It's time to initialize a swarm. We can do this by ssh-ing into a leader and running commands:

me@laptop~:$ gcloud compute ssh leader
me@leader~:$ sudo docker swarm init
Swarm initialized: current node (p7ywd9wbh6th1hy6t5hlsqv0w) is now a manager.

To add a worker to this swarm, run the following command:

    docker swarm join --token \
      SWMTKN-1-4cj55yg229l3updnigyz86p63x9bb599htytlmtbhulo4m633d-4kcfduodzvitw4y52flh19g32 \
      10.138.0.6:2377

Having a join-token from the previous step we can connect worker nodes to a leader like follows:

me@laptop~:$ gcloud compute ssh worker-1
me@worker-1~:$ sudo docker swarm join --token \
         SWMTKN-1-4cj55yg229l3updnigyz86p63x9bb599htytlmtbhulo4m633d-4kcfduodzvitw4y52flh19g32 \
         10.138.0.6:2377

This node joined a swarm as a worker.

Don't forget to do this step for each one of the worker nodes you created.

IMPORTANT! PARCS needs leader-s Docker Engine to listen on the port 4321.

This is the only extra step that users have to take to be able to run PARCS on a barebones Docker Swarm cluster. Here are commands that do exactly that

me@laptop~:$ gcloud compute ssh leader
me@leader~:$ sudo sed -i '/ExecStart/ s/$/ -H tcp:\/\/0.0.0.0:4321/' \
                    /lib/systemd/system/docker.service
me@leader~:$ sudo systemctl daemon-reload
me@leader~:$ sudo systemctl restart docker

IMPORTANT! PARCS is also utilizing a custom overlay network that one can create by typing:

me@laptop~:$ gcloud compute ssh leader
me@leader~:$ sudo docker network create -d overlay parcs

Now we have a fully configured Docker Swarm cluster ready to run PARCS services.

Writing PARCS modules

All the PARCS modules (aka services) should be accessible from some Docker registry. We're going to use a default Docker Hub registry here as an example. All the example code can be found in this repo under go/ and py/ subdirs.

Example service

Let's take a look at the simple PARCS service written in Python that given a number N and a range [A; B) just iterates in a range looking for divisors of N. This service can be implemented like:

from parcs.server import Service, serve

class Factor(Service):
    def run(self):
        n, a, b = self.recv(), self.recv(), self.recv()
        facts = []
        for i in range(a, b):
            if n % i == 0:
                facts.append(i)
--
# EXERCISE INSTRUCTIONS
Translate this sentence from the PARCS setup guide into Spanish: "Now we have a fully configured Docker Swarm cluster ready to run PARCS services." You won't need the stored data.

Stored data:
--
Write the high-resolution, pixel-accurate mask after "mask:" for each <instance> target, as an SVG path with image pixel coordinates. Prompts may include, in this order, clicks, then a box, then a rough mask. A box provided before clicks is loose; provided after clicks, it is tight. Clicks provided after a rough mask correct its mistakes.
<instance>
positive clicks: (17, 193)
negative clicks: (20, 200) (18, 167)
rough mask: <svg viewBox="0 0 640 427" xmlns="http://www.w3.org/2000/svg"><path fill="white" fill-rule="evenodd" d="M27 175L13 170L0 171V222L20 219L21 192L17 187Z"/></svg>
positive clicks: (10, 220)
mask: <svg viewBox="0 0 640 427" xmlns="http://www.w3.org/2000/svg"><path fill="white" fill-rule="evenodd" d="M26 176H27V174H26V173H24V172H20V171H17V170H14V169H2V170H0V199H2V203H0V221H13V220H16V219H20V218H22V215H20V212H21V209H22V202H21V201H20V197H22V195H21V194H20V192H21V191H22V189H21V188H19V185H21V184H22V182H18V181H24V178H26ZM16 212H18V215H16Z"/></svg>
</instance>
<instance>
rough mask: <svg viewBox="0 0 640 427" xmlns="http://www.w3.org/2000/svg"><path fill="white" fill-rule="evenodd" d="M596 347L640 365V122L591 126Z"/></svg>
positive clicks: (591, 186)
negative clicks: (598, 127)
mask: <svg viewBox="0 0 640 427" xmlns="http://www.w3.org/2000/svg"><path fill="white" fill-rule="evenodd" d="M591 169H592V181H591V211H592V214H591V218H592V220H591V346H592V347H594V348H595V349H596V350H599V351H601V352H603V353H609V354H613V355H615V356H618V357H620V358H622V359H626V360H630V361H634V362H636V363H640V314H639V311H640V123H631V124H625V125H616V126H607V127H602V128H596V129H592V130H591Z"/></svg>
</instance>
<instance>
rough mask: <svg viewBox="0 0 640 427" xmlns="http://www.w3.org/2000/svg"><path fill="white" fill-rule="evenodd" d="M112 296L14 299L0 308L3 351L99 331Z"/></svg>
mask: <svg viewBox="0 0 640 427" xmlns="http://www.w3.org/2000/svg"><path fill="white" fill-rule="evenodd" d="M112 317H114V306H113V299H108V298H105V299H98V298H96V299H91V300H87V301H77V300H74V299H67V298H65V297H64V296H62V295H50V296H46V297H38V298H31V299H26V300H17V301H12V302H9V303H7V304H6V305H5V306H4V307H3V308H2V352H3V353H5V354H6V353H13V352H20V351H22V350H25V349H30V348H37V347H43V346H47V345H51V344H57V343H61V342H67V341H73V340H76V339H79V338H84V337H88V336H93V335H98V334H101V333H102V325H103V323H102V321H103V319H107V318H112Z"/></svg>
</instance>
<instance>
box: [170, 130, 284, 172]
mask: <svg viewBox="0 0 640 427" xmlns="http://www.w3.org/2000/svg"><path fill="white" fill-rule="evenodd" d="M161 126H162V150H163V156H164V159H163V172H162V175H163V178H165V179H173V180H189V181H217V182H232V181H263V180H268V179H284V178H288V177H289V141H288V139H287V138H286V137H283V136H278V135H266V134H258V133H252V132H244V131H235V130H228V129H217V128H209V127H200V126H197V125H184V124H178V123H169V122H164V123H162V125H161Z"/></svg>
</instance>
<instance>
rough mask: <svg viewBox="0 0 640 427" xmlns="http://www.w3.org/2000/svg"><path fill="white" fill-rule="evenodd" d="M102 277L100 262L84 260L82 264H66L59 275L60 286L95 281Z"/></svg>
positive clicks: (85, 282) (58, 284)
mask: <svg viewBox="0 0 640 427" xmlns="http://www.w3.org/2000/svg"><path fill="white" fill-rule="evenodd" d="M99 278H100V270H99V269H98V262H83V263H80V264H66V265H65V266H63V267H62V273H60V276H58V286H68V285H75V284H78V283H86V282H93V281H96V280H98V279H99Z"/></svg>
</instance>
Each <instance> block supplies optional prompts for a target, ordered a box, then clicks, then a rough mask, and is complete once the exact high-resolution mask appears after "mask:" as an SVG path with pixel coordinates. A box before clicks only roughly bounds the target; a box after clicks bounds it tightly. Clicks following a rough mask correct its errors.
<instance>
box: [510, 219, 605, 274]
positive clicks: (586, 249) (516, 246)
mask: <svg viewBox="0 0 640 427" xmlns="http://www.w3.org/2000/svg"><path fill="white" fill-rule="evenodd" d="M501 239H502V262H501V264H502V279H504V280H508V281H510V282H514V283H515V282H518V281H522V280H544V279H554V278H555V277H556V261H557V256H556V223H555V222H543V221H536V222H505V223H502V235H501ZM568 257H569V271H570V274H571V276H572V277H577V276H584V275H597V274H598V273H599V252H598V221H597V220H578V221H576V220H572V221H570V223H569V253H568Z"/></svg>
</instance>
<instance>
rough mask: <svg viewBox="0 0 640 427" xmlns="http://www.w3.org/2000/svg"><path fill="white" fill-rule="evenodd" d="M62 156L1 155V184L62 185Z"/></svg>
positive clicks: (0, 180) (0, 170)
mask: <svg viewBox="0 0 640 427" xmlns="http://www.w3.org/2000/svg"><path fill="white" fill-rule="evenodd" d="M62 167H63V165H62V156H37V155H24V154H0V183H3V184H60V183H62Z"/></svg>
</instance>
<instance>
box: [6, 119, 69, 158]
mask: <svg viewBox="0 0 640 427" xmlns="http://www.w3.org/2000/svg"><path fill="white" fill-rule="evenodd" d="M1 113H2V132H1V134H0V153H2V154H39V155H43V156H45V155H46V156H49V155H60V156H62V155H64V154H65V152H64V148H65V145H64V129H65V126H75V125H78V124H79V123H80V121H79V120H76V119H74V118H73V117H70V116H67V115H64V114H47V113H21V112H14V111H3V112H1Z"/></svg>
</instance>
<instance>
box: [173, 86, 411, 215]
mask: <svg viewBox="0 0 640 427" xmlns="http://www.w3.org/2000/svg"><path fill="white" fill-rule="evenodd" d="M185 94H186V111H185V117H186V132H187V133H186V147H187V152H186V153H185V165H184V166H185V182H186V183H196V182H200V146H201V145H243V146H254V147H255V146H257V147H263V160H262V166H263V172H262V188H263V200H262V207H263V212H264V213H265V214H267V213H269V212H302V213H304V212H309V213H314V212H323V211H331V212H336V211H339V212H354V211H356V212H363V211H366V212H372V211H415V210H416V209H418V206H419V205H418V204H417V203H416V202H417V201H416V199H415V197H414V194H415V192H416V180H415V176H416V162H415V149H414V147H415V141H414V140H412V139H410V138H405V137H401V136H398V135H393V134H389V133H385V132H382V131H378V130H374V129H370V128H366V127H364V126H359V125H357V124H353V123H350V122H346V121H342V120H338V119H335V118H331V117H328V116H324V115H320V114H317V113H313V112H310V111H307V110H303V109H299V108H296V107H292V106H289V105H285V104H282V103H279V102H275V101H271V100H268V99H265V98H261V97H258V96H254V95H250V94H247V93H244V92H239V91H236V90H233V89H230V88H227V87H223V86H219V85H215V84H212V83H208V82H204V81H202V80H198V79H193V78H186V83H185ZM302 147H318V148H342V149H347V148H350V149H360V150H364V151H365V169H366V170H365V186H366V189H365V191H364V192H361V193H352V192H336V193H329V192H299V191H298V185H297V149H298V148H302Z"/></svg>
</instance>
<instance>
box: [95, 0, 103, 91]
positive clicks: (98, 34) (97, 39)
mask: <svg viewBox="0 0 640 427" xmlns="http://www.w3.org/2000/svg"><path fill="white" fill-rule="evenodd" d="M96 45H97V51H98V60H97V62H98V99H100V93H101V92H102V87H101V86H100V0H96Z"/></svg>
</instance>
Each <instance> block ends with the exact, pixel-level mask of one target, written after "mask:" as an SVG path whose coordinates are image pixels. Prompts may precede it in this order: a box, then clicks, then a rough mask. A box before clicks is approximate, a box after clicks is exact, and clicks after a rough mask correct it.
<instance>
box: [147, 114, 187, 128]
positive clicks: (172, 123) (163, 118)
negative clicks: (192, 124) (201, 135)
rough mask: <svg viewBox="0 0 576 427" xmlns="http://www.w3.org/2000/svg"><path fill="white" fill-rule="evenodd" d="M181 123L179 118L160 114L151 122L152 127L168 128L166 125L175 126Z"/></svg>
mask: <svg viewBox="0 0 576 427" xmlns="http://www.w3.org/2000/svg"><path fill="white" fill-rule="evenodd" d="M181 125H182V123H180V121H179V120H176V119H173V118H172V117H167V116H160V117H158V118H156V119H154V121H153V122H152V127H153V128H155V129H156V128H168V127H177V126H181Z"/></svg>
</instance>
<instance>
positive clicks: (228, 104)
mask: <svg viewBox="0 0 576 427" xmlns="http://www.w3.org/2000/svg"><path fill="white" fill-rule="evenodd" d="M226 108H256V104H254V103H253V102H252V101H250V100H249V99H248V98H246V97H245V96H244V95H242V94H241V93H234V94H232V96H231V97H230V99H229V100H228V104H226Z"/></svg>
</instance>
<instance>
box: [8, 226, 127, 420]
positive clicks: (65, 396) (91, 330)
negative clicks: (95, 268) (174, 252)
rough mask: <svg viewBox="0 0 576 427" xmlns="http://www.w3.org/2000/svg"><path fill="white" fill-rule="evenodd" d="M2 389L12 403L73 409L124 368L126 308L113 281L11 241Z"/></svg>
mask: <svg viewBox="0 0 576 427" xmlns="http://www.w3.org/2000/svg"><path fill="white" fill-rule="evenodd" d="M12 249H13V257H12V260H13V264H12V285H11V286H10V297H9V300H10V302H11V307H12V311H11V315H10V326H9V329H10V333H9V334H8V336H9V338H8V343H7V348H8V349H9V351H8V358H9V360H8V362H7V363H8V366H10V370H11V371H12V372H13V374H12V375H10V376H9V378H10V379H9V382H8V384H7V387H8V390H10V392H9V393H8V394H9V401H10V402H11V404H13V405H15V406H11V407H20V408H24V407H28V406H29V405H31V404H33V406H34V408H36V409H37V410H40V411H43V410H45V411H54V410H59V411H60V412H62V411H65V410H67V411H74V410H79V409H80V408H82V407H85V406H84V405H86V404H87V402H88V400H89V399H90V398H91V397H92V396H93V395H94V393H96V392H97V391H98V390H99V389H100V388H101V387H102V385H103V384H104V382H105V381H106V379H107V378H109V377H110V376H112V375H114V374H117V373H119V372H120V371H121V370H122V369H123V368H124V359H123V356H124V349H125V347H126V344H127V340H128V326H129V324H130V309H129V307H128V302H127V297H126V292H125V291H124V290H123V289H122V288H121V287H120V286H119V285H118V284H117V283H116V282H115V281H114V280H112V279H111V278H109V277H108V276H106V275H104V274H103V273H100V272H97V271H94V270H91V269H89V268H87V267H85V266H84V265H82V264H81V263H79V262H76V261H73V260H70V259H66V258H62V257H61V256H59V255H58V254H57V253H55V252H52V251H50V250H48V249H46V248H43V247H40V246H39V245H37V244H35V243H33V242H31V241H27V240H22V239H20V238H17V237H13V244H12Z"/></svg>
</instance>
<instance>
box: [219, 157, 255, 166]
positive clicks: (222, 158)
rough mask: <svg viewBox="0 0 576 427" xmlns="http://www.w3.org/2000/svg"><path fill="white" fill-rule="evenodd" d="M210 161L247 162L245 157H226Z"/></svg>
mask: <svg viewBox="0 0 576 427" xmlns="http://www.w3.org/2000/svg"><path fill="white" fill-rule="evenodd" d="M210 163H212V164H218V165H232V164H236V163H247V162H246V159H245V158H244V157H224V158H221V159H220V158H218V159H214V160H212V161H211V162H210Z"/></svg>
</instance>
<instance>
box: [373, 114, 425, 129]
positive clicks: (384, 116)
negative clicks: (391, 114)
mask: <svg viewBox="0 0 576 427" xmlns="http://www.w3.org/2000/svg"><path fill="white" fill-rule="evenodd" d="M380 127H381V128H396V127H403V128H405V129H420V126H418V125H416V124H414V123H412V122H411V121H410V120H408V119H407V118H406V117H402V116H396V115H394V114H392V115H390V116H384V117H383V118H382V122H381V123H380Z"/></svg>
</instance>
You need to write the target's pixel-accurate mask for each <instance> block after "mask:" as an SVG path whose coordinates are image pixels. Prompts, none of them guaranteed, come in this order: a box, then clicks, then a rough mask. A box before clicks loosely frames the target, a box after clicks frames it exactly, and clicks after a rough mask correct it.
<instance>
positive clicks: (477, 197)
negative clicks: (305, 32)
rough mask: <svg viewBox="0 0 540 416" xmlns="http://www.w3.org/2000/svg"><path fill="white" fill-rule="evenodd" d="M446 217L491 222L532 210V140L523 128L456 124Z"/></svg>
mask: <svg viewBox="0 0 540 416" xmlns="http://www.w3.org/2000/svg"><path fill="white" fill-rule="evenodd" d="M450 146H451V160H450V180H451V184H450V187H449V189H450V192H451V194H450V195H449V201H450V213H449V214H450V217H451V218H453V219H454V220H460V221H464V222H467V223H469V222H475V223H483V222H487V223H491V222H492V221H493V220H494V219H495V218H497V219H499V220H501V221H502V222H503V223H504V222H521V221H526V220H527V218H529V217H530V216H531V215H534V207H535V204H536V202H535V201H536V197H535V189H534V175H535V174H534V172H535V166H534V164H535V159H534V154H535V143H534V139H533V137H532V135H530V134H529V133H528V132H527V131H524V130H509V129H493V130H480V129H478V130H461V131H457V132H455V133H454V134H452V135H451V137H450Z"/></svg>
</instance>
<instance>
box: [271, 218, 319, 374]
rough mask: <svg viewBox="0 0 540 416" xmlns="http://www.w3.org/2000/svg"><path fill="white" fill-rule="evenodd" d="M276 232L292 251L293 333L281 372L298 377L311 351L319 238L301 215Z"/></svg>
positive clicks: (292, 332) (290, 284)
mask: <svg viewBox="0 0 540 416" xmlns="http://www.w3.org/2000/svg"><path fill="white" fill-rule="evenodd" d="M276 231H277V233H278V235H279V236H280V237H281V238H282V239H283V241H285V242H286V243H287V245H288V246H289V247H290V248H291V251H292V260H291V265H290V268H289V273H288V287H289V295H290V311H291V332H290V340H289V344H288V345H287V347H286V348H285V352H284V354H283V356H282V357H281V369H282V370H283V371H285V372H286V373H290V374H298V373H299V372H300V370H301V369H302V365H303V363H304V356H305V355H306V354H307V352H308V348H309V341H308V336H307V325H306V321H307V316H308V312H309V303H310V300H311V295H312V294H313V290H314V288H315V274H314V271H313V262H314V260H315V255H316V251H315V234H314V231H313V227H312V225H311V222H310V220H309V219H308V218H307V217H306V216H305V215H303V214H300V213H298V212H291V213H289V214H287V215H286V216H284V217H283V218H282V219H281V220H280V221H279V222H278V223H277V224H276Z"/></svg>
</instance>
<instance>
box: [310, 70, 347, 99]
--
# FINAL ANSWER
Ahora tenemos un clúster de Docker Swarm completamente configurado y listo para ejecutar servicios de PARCS.